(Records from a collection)
- - - -

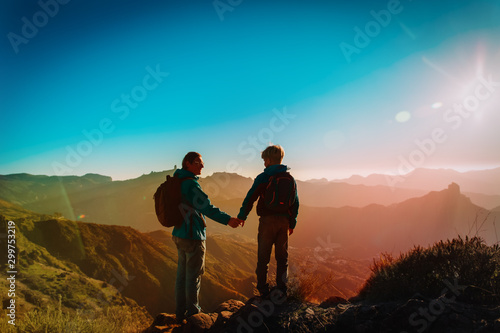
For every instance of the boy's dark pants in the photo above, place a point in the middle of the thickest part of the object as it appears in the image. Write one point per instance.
(273, 229)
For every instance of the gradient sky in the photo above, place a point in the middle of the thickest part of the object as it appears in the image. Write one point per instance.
(246, 74)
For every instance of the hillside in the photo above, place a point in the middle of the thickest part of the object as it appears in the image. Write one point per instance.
(451, 286)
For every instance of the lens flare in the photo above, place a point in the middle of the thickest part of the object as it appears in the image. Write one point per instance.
(403, 116)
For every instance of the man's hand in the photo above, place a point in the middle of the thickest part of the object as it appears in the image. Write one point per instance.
(234, 222)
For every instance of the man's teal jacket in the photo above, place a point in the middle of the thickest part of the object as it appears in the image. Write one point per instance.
(195, 204)
(258, 186)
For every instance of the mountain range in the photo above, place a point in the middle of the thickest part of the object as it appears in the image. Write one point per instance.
(371, 217)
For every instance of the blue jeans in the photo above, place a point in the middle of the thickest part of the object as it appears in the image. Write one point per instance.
(190, 268)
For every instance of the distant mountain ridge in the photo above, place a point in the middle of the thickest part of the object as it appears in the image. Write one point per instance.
(99, 199)
(480, 181)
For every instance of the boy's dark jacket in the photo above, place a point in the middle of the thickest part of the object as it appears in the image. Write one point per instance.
(258, 187)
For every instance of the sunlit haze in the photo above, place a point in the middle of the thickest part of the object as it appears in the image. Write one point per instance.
(123, 88)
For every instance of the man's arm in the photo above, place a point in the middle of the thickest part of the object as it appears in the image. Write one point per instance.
(251, 197)
(202, 204)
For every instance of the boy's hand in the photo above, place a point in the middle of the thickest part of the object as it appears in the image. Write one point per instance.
(234, 222)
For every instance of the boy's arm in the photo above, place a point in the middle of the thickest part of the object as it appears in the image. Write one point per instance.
(200, 201)
(294, 210)
(252, 195)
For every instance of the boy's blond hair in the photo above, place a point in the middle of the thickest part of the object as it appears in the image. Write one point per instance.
(274, 153)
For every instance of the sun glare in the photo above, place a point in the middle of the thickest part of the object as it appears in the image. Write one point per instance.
(403, 116)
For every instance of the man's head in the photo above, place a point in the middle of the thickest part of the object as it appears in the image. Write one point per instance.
(273, 155)
(193, 162)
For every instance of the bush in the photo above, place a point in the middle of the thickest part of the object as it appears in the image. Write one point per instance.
(469, 263)
(113, 319)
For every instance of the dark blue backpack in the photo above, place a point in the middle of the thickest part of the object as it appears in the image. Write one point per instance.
(279, 194)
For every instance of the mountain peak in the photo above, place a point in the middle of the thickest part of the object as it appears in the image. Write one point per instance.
(454, 188)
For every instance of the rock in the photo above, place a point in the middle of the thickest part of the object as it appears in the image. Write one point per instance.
(200, 322)
(333, 301)
(222, 319)
(164, 322)
(496, 326)
(164, 319)
(232, 306)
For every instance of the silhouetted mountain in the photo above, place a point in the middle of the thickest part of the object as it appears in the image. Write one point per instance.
(369, 230)
(481, 181)
(129, 203)
(96, 198)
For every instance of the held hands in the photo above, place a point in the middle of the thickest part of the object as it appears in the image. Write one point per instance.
(235, 222)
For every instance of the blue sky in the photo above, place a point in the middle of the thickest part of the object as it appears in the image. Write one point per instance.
(123, 88)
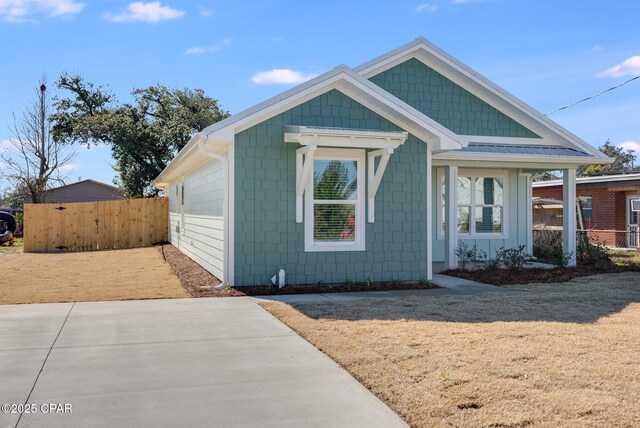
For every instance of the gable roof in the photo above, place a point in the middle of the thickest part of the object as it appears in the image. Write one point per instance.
(443, 63)
(346, 81)
(354, 83)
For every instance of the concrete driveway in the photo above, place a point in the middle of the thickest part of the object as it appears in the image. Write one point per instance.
(184, 362)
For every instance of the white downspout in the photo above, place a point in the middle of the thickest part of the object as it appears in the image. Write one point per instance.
(225, 205)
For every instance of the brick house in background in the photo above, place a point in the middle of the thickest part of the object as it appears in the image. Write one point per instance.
(608, 207)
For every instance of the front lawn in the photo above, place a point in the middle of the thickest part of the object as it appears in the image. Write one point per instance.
(544, 355)
(138, 273)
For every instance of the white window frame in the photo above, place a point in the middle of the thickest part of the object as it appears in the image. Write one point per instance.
(310, 245)
(472, 234)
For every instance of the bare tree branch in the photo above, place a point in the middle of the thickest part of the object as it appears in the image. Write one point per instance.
(36, 159)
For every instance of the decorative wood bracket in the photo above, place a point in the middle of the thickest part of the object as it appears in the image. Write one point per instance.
(375, 176)
(304, 166)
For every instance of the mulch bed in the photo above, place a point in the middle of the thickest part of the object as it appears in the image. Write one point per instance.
(336, 288)
(200, 283)
(528, 276)
(197, 281)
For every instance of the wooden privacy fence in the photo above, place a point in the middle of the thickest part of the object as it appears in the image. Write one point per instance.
(86, 226)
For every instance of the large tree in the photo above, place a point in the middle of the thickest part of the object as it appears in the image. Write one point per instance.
(35, 160)
(623, 161)
(144, 135)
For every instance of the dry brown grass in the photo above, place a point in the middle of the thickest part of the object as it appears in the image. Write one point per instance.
(15, 247)
(550, 355)
(139, 273)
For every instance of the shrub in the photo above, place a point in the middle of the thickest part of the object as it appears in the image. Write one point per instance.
(473, 255)
(511, 259)
(592, 254)
(546, 243)
(559, 257)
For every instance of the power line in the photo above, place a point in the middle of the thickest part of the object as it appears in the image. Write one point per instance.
(593, 96)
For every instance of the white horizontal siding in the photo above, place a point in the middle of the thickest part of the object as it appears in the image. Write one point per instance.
(201, 237)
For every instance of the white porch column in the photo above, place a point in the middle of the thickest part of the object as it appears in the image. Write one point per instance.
(451, 217)
(529, 213)
(429, 215)
(569, 214)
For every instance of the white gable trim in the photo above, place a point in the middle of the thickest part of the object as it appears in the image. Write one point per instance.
(352, 85)
(430, 55)
(343, 79)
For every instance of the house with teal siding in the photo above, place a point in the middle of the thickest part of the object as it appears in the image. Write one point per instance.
(374, 172)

- - - -

**WRITTEN INSTRUCTION:**
Rewrite every line of the records above as a numbered list, skipping any blank lines. Keep the pictures out of your answer.

**RESPONSE TO THE EXERCISE:**
1. For every instance of the boy's dark pants in the photo above, place a point in the middle of the thickest part of the object as it appears in the image. Write one point per instance.
2. (273, 229)
3. For every instance of the gradient sky in the photo above, place a point in the middle of the thickest part of the object as it appears in the image. Write one point per instance.
4. (246, 74)
5. For every instance of the hillside in the photo above, place a point in the middle of the thickest part of the object as it appears in the image. Write one point per instance.
6. (451, 286)
7. For every instance of the lens flare in the photo above, place a point in the middle of the thickest part of the object as it appears in the image. Write one point per instance.
8. (403, 116)
9. For every instance of the man's hand in the photo above, place a point in the middle of the thickest part of the object as it appears in the image. Write one point per instance.
10. (234, 222)
11. For every instance of the man's teal jacket in the photo above, place a point in the middle of the thickest part of the object as it appears in the image. Write one point per instance.
12. (195, 204)
13. (258, 186)
14. For every instance of the mountain range in the photo above, place a point in the middle of the thickest part of the object as it appears in the image. Write one point per instance.
15. (371, 217)
16. For every instance of the blue jeans in the photo above, place a point in the middle of the thickest part of the object as it appears in the image. Write one point per instance.
17. (190, 268)
18. For every instance of the distant mountain ridge in the photo above, place a point in the middle of the thickest part of the object as it appears in the image. Write one point per instance.
19. (99, 199)
20. (480, 181)
21. For every instance of the boy's dark jacket in the photo above, place a point in the middle of the thickest part of the object as it appears in the image. Write one point per instance.
22. (258, 187)
23. For every instance of the sunlit haze in the photo above, place a point in the middle of the thickest part of the object as it appears in the image. Write one point per instance.
24. (123, 88)
25. For every instance of the man's arm in the photo above, place a point in the middle of the thickest part of the object as it appears in the image. Write one point per instance.
26. (251, 197)
27. (202, 204)
28. For every instance of the boy's hand in the photo above, place a point in the middle of the thickest part of the object as it appears in the image. Write one point per instance.
29. (234, 222)
30. For every instance of the boy's arm in the photo above, place a point in the middle of the thickest part of the object as it appears in the image. Write one point per instance.
31. (200, 201)
32. (294, 210)
33. (252, 195)
34. For every instance of the boy's blond hair in the photo above, place a point in the middle of the thickest part of the object as it appears in the image. Write one point per instance.
35. (274, 153)
36. For every instance of the sun glare in the photo above, place a point in the middle of the thickest part of the object as it appears in the image. Write one point per instance.
37. (403, 116)
38. For every instance of the man's head in the photo above, place a point in the middle of the thickest part of the object as it appears in the image. Write one point per instance.
39. (273, 155)
40. (193, 162)
41. For every instance of the bush in the photo above, place a point in the middle of the thickest part of the object as it appears in the image. Write one point per instance.
42. (469, 263)
43. (113, 319)
44. For every instance of the dark blue backpack in the photo above, place a point in the middle of the thickest part of the object as it appears in the image. Write one point per instance.
45. (279, 194)
46. For every instance of the mountain peak in the photo above, place a point in the middle of the thickest part of the object as it appears in the image. Write one point per instance.
47. (454, 188)
48. For every instance of the rock in the photo above, place a point in the middle of the thickest part of the object as it appears in the image. Write one point per instance.
49. (200, 322)
50. (333, 301)
51. (222, 319)
52. (164, 322)
53. (496, 326)
54. (164, 319)
55. (232, 306)
56. For every instance of the silhouetted mountain in the photo above, place a point in the middle of the thickest part of the object as it appears in the image. Write one point per instance.
57. (369, 230)
58. (481, 181)
59. (129, 203)
60. (96, 198)
61. For every instance of the held hands in the photo above, place a point in the middle of the thickest part of the object as it appears in the image. Write one point per instance.
62. (235, 222)
63. For every instance of the blue sky in the photo above, place a point in the middle of the thickest part of the object as it appears in the image. Write one point per instance.
64. (123, 88)
65. For every instance of the gable roof in the photo above, place a point in the middle of the thickest part of the object as it appears in the image. Write one point per instance.
66. (443, 63)
67. (346, 81)
68. (354, 83)
69. For every instance of the concrete driveway in the photo above, place a point in the middle of the thickest part of the object as it appears in the image. Write one point per instance.
70. (184, 362)
71. For every instance of the white downspout in the photo above, place a point in the middle of the thickest part of the object as it appears in the image. Write one point per instance.
72. (225, 205)
73. For every instance of the brick house in background in the photo above, place a point in the middle of the thickest part of the object as it appears in the image. Write one point per instance.
74. (608, 207)
75. For every instance of the front lawn in the photo above, place a point in the middle of the thickest part of the object as it appears in the image. Write one point per instance.
76. (544, 355)
77. (138, 273)
78. For every instance of the white window frame in the photo above, place a point in the middle of the thickest part of the object as it appears in the image. Write one point per instance.
79. (310, 245)
80. (472, 234)
81. For every instance of the bare tree branch in the photo above, place a point in the middle of the thickest part of the object as it appears in the image. Write one point per instance.
82. (36, 159)
83. For every instance of the decorative wood bracket in the photo above, place a point in the middle of the thickest part of the object as it appears in the image. Write one point per instance.
84. (375, 176)
85. (304, 166)
86. For every instance of the mulch bed in the photo above, place a point in the middle of the thickest part of the object as it appears in the image. Write one point per instance.
87. (336, 288)
88. (200, 283)
89. (528, 276)
90. (197, 281)
91. For every instance of the wooden privacy fence in the photo above, place a point in the middle of the thickest part of the object as it appears in the image. Write one point per instance.
92. (86, 226)
93. For every instance of the large tree in the photo above, place a point in the middle of the thickest part of the object as it appears in the image. Write one point per instance.
94. (35, 160)
95. (623, 161)
96. (144, 135)
97. For every instance of the dry brown grass in the photo above, place a point in the middle of the thickest part of the object as it appears in the image. Write one point per instance.
98. (15, 247)
99. (550, 355)
100. (139, 273)
101. For every instance of the shrub in the photo above, place a point in the middle of the thickest part of the object as it appears in the image. Write one point per instance.
102. (473, 255)
103. (511, 259)
104. (592, 254)
105. (546, 243)
106. (559, 257)
107. For every instance of the power line in the photo above, place a point in the middle of the thickest part of the object as it appears in the image. Write one point per instance.
108. (593, 96)
109. For every instance of the white horizontal siding in the photo above, place a point in the middle of the thickest part of the object as it appears in the image. Write one point per instance.
110. (201, 237)
111. For every instance of the white porch column in the photo above, place a point in the middle of the thickest part of the object as it appears in the image. Write one point per instance.
112. (451, 217)
113. (529, 213)
114. (429, 215)
115. (569, 214)
116. For every instance of the white gable trim in the photo above, place a point in the middle of the thickest part of the object as it appears in the image. Write one point per instance.
117. (352, 85)
118. (430, 55)
119. (343, 79)
120. For every instance of the house with teal siding in the photo above, place a point in the middle of the thickest part of the object as it appears in the image. Write one point per instance.
121. (374, 172)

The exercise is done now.